Written problem 1: Count the lines in the listing that contain the string "floor", treating uppercase and lowercase letters as different. Give only the number.

>> Start Document extract

Do the rules of 14.1 allow a player to shoot at the last ball of the last rack, without racking up the other 14 balls, when both players are tied and each need only one ball to win? This happened recently, in a fateful match in The Twilight Zone.

Back on October 13, 1961 an episode of The Twilight Zone called "A Game of Pool" aired. It starred Jack Klugman as Jesse, a pool player convinced he is currently "the best cue on Randolph Street", and Jonathan Winters as the well-known champ "Fats" Brown, whose photo on the wall proclaims him the best.

Fats (Winters) can't defend his reputation in person because, well, he's dead. Been dead. Over 15 years dead.

On the night in question Jesse (Klugman) is alone in the pool hall, a small room that looks like every tiny going-to-seed pool room of small town America in the late 50s. There are a couple of pool tables, a billiard table, powder dispenser and house sticks on the wall, some snacks, photos of some basketball play, "Fats Brown" the champ, and a horse's head.

Jesse starts the show all alone in the pool room, looking things over with a big smile, talking to himself and admiring a great shot he just made, talking up his own skill, then going to Fats picture on the wall to say "I'd give anything for just one game with you, I know I could beat you, then people would quit saying "your pretty good, Jesse, but Fats is better, Fats is the best!"

Well, this being the Twilight Zone, Jesse gets his wish - Fats is called back from his pool table in cloudy Purgatory and shows up to offer Jesse the big game he wanted, with a twist. Jesse seems pretty confused by everything that's happening, but they go back and forth and finally make a game of 14.1 to 300 points. The stakes are high: Jesse gives up his life if he loses, but if he wins, he'll live and be recognized as the best, better even than old Fats Brown ever was... that's an enticement Jesse just can't pass up.

They play. Some of the shots are corny - there's a huge miscue made simply for dramatic effect. Jesse shoots (and makes) a three-rail shot into the side, despite having easier shots in front of him. Fats acts as if he is about to school young Jesse, but instead he jacks up the butt of his cue and bounces whitey down table, missing his OB a mile and opening up the rack for Jesse.

>> End Document extract
>> Start Available records

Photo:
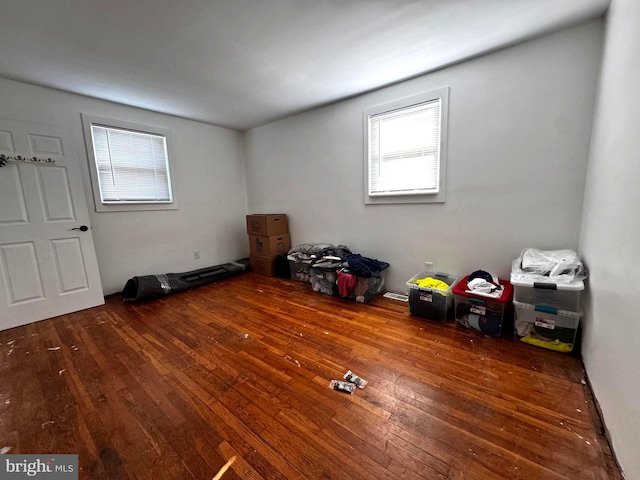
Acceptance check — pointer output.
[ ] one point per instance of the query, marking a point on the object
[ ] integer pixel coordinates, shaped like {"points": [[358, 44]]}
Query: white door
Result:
{"points": [[48, 265]]}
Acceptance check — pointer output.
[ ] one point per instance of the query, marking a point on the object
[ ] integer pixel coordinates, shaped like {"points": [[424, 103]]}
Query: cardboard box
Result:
{"points": [[263, 265], [269, 246], [267, 225]]}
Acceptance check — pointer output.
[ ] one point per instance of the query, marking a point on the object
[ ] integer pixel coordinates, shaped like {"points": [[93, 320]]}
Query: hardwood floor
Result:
{"points": [[173, 388]]}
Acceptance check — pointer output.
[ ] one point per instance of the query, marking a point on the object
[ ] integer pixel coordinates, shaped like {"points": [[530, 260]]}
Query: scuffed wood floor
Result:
{"points": [[173, 388]]}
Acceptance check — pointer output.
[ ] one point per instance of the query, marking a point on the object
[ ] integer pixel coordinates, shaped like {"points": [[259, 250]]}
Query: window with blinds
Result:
{"points": [[405, 149], [129, 164], [132, 166]]}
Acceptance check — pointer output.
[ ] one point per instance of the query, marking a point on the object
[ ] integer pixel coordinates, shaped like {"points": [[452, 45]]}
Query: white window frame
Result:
{"points": [[441, 94], [87, 121]]}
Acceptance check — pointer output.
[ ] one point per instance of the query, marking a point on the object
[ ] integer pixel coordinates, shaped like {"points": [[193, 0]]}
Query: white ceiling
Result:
{"points": [[244, 63]]}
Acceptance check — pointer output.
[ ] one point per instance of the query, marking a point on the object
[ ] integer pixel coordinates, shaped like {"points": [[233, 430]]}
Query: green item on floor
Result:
{"points": [[556, 345]]}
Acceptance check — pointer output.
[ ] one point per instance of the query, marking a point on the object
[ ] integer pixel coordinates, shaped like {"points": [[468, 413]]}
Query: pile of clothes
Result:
{"points": [[336, 270], [559, 266]]}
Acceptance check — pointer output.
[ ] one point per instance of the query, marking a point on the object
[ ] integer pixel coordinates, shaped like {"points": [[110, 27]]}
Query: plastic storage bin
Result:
{"points": [[323, 280], [300, 269], [562, 296], [546, 327], [368, 288], [431, 303], [479, 312]]}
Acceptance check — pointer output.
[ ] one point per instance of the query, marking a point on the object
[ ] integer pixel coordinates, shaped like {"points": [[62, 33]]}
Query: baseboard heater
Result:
{"points": [[149, 287]]}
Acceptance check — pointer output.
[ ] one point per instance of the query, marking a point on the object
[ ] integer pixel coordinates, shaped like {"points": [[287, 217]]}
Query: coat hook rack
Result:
{"points": [[4, 159]]}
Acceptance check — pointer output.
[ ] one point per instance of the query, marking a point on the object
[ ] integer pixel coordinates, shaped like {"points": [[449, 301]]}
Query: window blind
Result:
{"points": [[132, 166], [404, 150]]}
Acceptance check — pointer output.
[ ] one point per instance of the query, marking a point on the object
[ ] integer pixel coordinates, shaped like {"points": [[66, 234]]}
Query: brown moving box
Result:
{"points": [[269, 246], [263, 265], [267, 225]]}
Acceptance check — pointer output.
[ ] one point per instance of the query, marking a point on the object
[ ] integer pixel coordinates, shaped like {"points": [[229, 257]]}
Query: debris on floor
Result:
{"points": [[342, 386], [353, 378], [224, 468]]}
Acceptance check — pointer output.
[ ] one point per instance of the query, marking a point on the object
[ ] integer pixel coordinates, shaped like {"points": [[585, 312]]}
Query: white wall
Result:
{"points": [[610, 237], [209, 171], [519, 128]]}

>> End Available records

Written problem 2:
Using the Twilight Zone passage above, answer each question on its own line:
(a) On what date did the episode "A Game of Pool" air?
(b) To how many points do Jesse and Fats agree to play their game of 14.1?
(c) What does Jesse give up if he loses?

Complete output 1: 4

Complete output 2:
(a) October 13, 1961
(b) 300 points
(c) His life